_Work required_
Reproduce the data below verbatim from the line containing "For every instance of the wristband" through its final line, and produce nothing more.

Pointing dataset records
*****
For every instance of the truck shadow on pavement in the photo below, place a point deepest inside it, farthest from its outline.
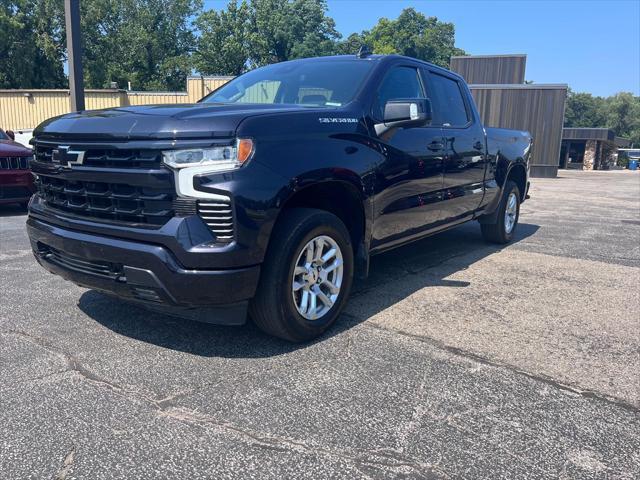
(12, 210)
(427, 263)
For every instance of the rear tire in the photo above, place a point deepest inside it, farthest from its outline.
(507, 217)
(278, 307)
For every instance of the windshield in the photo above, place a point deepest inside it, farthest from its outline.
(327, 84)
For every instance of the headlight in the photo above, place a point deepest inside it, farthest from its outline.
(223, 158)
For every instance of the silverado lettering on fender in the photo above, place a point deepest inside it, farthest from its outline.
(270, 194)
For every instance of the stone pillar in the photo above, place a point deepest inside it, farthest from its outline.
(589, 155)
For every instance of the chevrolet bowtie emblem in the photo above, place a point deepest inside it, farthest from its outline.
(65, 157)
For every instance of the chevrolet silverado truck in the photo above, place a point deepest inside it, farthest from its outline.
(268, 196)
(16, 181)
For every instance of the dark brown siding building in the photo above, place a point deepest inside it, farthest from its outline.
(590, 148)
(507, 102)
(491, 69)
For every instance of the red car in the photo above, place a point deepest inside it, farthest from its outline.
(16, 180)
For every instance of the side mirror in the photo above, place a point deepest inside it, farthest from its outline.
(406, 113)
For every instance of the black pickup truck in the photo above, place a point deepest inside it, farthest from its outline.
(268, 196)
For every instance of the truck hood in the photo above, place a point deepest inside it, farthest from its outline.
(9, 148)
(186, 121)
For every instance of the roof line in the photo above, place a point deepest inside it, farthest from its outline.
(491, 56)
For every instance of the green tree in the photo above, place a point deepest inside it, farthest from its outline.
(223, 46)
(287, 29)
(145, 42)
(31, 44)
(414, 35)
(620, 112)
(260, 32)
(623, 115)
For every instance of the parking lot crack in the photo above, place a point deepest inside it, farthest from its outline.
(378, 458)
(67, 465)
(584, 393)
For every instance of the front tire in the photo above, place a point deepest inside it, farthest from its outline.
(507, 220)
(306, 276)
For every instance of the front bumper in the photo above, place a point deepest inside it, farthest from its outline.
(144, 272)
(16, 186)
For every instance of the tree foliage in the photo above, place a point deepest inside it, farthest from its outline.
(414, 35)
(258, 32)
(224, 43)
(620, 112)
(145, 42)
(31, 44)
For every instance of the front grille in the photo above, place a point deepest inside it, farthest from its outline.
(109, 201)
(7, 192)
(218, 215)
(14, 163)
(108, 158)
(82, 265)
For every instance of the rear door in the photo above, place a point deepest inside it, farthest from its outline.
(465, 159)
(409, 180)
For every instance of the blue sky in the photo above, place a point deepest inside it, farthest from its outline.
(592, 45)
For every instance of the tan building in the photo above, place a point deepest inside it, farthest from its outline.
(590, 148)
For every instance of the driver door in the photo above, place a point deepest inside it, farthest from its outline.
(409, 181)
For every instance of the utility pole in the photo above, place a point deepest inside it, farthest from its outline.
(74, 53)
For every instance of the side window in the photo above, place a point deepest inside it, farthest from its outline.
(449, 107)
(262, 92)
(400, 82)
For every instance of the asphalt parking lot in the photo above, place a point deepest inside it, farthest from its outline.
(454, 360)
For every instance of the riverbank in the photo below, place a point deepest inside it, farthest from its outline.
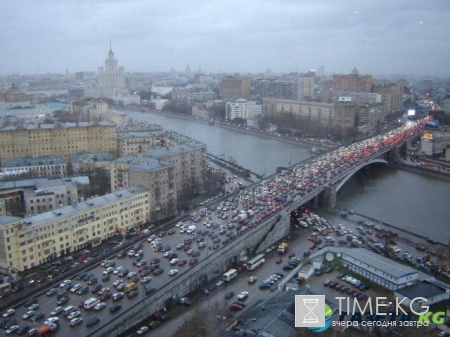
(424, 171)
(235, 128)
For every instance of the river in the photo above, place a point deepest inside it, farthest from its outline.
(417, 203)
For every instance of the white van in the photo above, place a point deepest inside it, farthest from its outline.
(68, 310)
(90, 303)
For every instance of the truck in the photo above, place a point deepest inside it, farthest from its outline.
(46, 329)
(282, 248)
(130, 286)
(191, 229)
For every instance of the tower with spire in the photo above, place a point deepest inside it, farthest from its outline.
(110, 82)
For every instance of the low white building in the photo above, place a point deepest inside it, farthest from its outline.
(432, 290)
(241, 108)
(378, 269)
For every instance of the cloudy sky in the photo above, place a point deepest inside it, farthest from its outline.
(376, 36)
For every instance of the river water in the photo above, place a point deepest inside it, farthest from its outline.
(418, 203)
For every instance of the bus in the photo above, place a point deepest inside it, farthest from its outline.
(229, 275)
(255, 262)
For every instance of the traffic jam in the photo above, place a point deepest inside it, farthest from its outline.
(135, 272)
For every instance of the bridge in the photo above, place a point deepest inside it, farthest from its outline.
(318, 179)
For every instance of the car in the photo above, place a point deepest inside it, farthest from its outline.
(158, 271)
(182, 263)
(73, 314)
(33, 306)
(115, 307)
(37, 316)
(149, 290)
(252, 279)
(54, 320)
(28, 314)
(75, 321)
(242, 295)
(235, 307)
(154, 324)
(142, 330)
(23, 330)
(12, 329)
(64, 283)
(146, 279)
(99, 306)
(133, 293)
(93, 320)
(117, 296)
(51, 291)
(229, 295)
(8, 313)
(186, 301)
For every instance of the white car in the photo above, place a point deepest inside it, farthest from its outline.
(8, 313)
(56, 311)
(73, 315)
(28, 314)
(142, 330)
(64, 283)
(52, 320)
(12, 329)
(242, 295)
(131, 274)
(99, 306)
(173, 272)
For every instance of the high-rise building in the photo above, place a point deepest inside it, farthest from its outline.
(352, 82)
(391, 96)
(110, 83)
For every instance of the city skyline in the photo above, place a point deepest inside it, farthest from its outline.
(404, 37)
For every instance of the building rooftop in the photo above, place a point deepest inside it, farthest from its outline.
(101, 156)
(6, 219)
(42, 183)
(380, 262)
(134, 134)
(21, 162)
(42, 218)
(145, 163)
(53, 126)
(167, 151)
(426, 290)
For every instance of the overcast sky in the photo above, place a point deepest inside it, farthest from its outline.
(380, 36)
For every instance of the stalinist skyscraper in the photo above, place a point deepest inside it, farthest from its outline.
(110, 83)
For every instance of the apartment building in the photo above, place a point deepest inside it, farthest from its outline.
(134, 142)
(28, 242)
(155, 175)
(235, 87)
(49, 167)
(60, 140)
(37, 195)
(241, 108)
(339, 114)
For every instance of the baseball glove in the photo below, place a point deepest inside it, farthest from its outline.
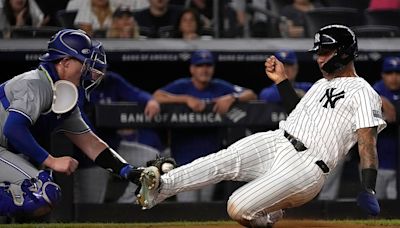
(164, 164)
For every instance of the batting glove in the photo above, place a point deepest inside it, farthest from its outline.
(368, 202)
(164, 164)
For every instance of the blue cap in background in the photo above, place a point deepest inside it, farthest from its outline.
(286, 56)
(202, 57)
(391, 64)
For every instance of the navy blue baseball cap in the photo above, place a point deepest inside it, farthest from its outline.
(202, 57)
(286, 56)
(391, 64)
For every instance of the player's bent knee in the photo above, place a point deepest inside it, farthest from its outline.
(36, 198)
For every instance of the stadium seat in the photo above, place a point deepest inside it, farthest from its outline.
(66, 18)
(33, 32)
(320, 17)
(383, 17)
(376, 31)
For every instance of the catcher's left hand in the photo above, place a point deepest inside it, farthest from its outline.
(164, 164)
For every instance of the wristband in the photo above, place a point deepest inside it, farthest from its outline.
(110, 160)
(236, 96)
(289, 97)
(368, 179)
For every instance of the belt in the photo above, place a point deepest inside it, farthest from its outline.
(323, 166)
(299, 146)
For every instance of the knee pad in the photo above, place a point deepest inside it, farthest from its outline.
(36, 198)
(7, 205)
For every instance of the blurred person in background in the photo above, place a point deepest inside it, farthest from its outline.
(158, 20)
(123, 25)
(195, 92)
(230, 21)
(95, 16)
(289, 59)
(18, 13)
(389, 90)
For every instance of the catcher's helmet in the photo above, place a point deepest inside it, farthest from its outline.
*****
_Correct answer_
For every instance of the wristband in the photo above, place a point deepest inside it, farthest from its outline.
(110, 160)
(236, 96)
(289, 97)
(368, 179)
For every instance of the belt in the photo above, place a point deepest inside it, farthest from its outline.
(323, 166)
(299, 146)
For every instance of the knee pad in the photo above, place a point deepest inside it, farthest from its outline.
(36, 198)
(7, 205)
For every instance of the blurred person in background in the photo above, place a point deepest inside it, farthest from its outline.
(158, 20)
(123, 25)
(195, 92)
(230, 21)
(95, 16)
(289, 59)
(18, 13)
(389, 90)
For every instance of the catcher's helmet in the photo above, place a point deepest inside it, farthest from its outline.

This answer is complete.